» **Records excerpted from a collection**:
■ ■ ■ ■ ■
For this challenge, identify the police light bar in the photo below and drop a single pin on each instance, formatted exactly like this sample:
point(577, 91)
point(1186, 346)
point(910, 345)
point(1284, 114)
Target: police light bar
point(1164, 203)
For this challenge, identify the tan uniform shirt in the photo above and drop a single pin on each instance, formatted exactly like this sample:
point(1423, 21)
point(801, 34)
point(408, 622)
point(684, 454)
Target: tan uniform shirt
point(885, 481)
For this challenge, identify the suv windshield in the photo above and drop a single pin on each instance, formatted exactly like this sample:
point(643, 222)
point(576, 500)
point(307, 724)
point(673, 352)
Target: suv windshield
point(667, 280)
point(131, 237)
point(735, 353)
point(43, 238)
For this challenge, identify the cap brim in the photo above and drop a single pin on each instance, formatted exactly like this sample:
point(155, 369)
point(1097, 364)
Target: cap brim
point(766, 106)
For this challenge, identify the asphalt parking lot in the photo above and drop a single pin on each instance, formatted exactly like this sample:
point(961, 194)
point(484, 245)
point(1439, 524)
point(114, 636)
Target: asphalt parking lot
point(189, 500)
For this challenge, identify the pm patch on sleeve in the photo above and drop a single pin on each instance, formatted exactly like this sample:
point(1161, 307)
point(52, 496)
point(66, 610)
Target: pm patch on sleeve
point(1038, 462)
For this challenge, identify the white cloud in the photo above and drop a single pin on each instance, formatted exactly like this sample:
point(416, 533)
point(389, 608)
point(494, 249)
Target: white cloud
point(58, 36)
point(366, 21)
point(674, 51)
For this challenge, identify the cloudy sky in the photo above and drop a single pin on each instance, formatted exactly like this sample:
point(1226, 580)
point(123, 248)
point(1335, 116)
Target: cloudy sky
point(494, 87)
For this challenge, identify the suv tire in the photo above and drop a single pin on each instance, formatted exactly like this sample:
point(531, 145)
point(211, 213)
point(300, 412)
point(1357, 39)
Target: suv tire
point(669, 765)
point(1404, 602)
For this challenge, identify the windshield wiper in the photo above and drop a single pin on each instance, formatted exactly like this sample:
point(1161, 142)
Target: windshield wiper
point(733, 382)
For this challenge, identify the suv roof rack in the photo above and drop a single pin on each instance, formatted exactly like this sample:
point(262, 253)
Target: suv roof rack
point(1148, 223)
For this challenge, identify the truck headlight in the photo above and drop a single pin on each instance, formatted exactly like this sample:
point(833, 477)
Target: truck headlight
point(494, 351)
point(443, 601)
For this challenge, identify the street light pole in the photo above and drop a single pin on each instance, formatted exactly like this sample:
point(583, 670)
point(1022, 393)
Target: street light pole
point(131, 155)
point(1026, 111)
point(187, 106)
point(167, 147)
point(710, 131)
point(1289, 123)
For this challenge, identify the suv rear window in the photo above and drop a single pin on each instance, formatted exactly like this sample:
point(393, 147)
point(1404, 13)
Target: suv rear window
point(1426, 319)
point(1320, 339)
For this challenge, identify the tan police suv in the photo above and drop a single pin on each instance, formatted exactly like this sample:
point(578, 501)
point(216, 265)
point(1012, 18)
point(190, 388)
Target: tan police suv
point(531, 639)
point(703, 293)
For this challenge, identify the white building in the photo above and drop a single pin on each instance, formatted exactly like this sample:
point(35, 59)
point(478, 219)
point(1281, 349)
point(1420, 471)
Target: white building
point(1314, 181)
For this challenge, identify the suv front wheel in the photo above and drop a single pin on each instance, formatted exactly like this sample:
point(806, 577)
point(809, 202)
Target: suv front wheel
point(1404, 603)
■ ■ ■ ■ ■
» **Problem requirements**:
Reproduce every item above verbatim and in its original order.

» **Exercise output**:
For this challenge, identify the police light bar in the photo below and drop a single pin on each instance, formatted exactly like this sample:
point(577, 91)
point(1186, 346)
point(910, 345)
point(1284, 114)
Target: police light bar
point(1164, 203)
For this challenge, identify the tan uniform shirt in the photo above and drop a single pin on each instance, formatted exactly like this sample:
point(1423, 21)
point(801, 34)
point(408, 622)
point(684, 454)
Target: tan uniform shirt
point(885, 481)
For this challenge, identify the suv windshield in the photo above and drop a single pin on each instance, formatted exactly like this sample:
point(643, 222)
point(576, 500)
point(307, 724)
point(673, 352)
Target: suv windshield
point(667, 280)
point(131, 237)
point(735, 353)
point(43, 238)
For this challenge, identify the cap brim in the photo above and drop a single pin on each instance, formatted exactly like this sample:
point(155, 369)
point(1097, 364)
Target: cap brim
point(766, 106)
For this challenge, identify the asphalt parking lot in the photo above and drop a single pin on each instance, formatted exactly like this sample:
point(961, 194)
point(484, 245)
point(1439, 524)
point(114, 636)
Target: asphalt parking lot
point(189, 500)
For this challenge, identify the pm patch on sleeve in the photo above and drop a single pin on each instance, formatted exactly like this sample:
point(1161, 307)
point(52, 496)
point(66, 610)
Target: pm patch on sleeve
point(1038, 462)
For this challenge, identify the white cloud in the photo above and drop a single pin on each instance, formatted exactly like this sample:
point(416, 533)
point(389, 608)
point(494, 249)
Target: white cloud
point(58, 36)
point(366, 21)
point(674, 51)
For this challenge, identify the cloudy sky in the photo above and drop a single pin on each instance, formatted exactly like this sample:
point(1226, 580)
point(123, 248)
point(1335, 116)
Target: cloudy sky
point(494, 87)
For this challenge, identify the suv tire in the photo above and drop a single pin on each instance, formatted exactly like this sample:
point(531, 145)
point(211, 213)
point(300, 412)
point(1357, 39)
Target: suv tire
point(669, 765)
point(1404, 602)
For this challenge, identify the windshield wiper in the photo above and drop a single pin on each instance, formatted exactly like this sample:
point(1161, 142)
Target: windshield wiper
point(733, 382)
For this challenge, identify the suv roof rack in the photo above and drop a single pin on each instance, formatted exactly like this sample:
point(262, 253)
Target: suv roof rack
point(1148, 223)
For this challenge, identify the truck headlight in the photo above and drop a single pin on each instance, formatted exactly like this sample:
point(833, 477)
Target: truck headlight
point(494, 351)
point(443, 601)
For this challenge, identify the street light pole in the photo above and drop a single pin on each instance, formatted exactly like this sample:
point(583, 670)
point(1022, 393)
Target: street light pole
point(131, 155)
point(1026, 111)
point(187, 106)
point(167, 147)
point(710, 131)
point(1289, 123)
For this challenge, identify the suv rear window in the photo above and drop a single pin on each instance, formatted exactly like this sample:
point(393, 147)
point(1404, 13)
Target: suv rear window
point(1426, 319)
point(1320, 339)
For this challenge, identify the tan police suv in the photo above and drop a single pin on each instance, formatted exactly like this sample:
point(578, 501)
point(216, 265)
point(1012, 18)
point(190, 388)
Target: tan police suv
point(531, 639)
point(703, 293)
For this challenge, identify the white building in the photo above and drop a single pin on each instance, formatted exactly like this sample:
point(35, 59)
point(478, 219)
point(1281, 349)
point(1420, 471)
Target: white building
point(1314, 181)
For this challenge, identify the suv front wheel in the photo above and drop a single pin on each instance, formatted exactly like this sample:
point(806, 577)
point(809, 202)
Target: suv front wheel
point(1404, 603)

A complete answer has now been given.